Madame [N] [J] et Monsieur [H] [S] ont assigné la SCI TORRES REBELO devant le tribunal judiciaire d’Évry, demandant une expertise judiciaire concernant des travaux de toiture contenant de l’amiante réalisés par la SCI. Ils ont constaté que ces travaux ne respectaient pas les normes de sécurité, avec des plaques d’amiante stockées à l’air libre et des débris tombant dans leur jardin. Malgré une mise en demeure et l’intervention de la police, les travaux ont continué. La mairie a ensuite pris un arrêté interruptif de travaux. Lors de l’audience, les demandeurs se sont désistés de leur demande de suspension des travaux, mais ont maintenu leurs autres demandes. Le tribunal a ordonné une expertise pour évaluer les travaux effectués, la présence d’amiante, et les mesures nécessaires pour remédier à la situation. L’expert désigné devra également évaluer les préjudices et les responsabilités éventuelles. Les demandeurs ont été condamnés aux dépens, et la décision est exécutoire par provision.

EXERCICE BREF A: Relevez chacune des lignes des enregistrements ci-dessous où figure le mot "floor".

DONNÉES FOURNIES:
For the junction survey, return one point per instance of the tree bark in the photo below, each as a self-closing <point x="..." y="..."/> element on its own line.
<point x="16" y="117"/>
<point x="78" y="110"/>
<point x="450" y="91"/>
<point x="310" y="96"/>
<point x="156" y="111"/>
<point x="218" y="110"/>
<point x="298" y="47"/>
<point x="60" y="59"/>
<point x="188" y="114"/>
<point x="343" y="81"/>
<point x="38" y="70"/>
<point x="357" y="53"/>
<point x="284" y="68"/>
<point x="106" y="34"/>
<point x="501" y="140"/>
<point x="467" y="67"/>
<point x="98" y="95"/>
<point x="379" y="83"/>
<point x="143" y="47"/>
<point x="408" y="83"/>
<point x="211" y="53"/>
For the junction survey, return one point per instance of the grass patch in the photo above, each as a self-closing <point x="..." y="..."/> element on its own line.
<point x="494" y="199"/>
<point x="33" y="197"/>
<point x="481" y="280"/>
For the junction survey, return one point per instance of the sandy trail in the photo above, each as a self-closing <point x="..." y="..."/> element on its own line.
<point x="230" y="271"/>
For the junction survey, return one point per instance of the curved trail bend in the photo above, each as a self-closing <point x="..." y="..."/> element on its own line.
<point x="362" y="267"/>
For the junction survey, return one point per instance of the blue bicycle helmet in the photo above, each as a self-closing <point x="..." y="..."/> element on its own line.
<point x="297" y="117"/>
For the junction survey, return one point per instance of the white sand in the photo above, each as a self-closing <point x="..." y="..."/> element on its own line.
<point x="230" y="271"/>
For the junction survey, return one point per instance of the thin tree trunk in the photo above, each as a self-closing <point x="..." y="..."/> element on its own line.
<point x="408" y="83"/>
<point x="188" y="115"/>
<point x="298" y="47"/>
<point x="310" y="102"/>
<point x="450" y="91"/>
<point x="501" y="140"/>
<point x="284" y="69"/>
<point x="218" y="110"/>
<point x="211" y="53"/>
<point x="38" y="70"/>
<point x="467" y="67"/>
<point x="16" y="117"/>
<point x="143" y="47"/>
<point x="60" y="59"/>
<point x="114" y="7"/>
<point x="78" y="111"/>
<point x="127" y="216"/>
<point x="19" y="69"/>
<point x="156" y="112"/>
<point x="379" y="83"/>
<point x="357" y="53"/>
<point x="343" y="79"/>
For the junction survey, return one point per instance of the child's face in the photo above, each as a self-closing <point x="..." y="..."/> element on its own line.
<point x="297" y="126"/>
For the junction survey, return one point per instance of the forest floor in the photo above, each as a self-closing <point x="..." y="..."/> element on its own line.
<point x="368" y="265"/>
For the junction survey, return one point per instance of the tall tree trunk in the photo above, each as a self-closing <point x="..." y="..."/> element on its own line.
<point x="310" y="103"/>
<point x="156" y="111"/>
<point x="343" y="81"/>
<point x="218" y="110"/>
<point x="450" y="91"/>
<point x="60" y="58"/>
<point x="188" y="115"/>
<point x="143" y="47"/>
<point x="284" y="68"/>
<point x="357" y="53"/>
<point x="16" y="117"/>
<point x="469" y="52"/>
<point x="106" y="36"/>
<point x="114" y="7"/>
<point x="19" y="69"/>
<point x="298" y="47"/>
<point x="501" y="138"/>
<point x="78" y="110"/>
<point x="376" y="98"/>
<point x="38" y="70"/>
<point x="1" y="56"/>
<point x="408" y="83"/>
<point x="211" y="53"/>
--
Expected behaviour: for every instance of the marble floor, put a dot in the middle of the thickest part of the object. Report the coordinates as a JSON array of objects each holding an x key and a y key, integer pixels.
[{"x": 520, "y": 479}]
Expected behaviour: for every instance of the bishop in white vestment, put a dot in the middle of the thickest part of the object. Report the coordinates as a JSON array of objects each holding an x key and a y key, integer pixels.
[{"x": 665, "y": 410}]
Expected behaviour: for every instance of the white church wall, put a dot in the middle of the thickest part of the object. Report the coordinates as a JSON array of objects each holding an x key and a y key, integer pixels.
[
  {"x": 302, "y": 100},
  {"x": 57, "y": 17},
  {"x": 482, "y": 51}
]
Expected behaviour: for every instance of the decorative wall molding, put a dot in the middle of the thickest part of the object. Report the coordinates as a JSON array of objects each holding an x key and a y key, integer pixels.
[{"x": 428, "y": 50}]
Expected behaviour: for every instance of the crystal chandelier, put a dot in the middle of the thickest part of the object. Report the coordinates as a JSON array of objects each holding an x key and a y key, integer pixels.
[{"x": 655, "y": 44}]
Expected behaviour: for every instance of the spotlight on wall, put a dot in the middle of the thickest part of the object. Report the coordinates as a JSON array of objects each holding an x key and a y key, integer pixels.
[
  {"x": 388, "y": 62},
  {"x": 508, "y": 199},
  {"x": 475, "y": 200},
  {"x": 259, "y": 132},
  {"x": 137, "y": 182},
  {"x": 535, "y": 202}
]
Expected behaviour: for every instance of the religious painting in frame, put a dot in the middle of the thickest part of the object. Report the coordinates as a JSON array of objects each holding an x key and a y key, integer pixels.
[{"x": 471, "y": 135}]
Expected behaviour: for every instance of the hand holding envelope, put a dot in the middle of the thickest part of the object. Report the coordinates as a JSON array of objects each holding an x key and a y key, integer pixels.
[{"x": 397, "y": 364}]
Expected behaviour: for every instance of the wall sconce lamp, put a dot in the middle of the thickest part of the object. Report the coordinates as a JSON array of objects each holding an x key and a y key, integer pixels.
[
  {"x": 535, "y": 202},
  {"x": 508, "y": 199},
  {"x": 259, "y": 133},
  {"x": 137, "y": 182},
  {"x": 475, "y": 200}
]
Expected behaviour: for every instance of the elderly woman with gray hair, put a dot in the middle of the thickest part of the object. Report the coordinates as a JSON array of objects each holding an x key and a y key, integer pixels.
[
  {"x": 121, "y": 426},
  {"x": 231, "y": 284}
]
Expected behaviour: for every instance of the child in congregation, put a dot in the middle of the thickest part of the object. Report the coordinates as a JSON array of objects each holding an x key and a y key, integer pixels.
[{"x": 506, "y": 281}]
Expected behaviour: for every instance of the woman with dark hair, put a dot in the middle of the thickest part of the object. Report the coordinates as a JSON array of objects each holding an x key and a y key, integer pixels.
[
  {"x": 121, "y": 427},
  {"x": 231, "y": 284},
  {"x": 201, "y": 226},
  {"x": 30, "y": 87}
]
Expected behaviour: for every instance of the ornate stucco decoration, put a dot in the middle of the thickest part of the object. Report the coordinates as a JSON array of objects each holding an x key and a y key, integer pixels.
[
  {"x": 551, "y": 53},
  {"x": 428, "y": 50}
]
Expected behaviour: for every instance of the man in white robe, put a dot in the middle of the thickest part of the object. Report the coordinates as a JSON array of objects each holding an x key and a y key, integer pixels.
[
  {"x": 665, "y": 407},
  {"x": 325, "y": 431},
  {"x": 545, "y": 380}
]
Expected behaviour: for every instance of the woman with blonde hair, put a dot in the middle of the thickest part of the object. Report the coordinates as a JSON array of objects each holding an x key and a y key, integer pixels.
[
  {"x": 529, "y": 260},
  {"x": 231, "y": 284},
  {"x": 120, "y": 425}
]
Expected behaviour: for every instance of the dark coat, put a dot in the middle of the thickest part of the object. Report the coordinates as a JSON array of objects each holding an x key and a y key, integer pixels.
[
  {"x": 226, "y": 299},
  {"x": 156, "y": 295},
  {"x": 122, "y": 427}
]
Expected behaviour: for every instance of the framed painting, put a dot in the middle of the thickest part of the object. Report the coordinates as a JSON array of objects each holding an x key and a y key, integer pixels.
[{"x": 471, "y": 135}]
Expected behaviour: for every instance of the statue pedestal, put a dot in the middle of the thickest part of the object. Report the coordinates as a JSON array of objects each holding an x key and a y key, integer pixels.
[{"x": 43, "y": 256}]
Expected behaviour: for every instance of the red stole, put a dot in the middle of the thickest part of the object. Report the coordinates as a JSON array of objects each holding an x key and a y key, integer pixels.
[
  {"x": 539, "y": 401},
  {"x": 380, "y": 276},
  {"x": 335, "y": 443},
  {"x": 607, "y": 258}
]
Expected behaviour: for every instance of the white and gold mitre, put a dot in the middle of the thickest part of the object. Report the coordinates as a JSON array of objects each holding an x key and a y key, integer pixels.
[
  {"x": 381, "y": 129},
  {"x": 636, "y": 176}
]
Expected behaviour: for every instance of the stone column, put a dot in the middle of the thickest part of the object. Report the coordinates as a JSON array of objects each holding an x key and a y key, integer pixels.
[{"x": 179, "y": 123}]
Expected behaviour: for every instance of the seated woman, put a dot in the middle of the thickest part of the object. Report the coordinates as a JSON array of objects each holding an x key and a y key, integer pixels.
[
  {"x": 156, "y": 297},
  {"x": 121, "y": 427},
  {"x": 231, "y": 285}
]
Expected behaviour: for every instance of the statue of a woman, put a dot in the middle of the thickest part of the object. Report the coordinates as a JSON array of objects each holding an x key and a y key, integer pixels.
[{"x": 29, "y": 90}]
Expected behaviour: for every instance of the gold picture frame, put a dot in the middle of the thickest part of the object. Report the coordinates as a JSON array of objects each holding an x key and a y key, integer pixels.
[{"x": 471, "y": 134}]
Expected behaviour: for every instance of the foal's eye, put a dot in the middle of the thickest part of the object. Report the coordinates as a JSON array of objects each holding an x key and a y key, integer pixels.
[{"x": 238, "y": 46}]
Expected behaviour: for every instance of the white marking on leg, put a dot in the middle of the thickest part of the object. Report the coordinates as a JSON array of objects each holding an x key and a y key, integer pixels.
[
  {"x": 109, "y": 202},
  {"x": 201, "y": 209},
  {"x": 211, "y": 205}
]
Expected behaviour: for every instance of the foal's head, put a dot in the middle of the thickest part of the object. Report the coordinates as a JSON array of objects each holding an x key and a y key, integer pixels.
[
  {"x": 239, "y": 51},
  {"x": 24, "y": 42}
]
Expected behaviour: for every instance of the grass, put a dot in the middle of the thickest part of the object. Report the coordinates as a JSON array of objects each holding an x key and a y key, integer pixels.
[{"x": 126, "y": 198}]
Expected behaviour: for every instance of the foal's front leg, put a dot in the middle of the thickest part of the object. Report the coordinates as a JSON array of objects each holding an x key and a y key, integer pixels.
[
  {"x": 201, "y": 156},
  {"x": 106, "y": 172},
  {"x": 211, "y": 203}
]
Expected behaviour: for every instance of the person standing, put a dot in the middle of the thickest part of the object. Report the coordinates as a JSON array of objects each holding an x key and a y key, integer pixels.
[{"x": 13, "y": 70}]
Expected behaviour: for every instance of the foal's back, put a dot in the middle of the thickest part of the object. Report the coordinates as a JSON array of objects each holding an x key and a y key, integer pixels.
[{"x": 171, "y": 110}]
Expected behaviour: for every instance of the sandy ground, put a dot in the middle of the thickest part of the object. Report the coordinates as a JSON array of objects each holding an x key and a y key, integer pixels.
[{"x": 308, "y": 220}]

EXERCICE BREF B: Résumez en deux phrases le texte à lire ci-dessus, consacré à l'action relative aux travaux de toiture amiantée.

RÉPONSE COMPLÈTE A:
For the junction survey, return one point per instance of the forest floor in the photo above, each as a self-closing <point x="..." y="..."/> element on its own line.
Expected behaviour: for every instance of the marble floor, put a dot in the middle of the thickest part of the object. Report the coordinates as a JSON array of objects each holding an x key and a y key, integer pixels.

RÉPONSE COMPLÈTE B: Madame [N] [J] et Monsieur [H] [S] ont assigné la SCI TORRES REBELO devant le tribunal judiciaire d'Évry afin d'obtenir une expertise judiciaire sur des travaux de toiture contenant de l'amiante, menés sans respect des normes de sécurité et poursuivis malgré une mise en demeure et l'intervention de la police, avant que la mairie ne prenne un arrêté interruptif de travaux. Le tribunal a ordonné une expertise portant sur les travaux effectués, la présence d'amiante, les mesures nécessaires, les préjudices et les responsabilités éventuelles, et a condamné les demandeurs aux dépens par une décision exécutoire par provision.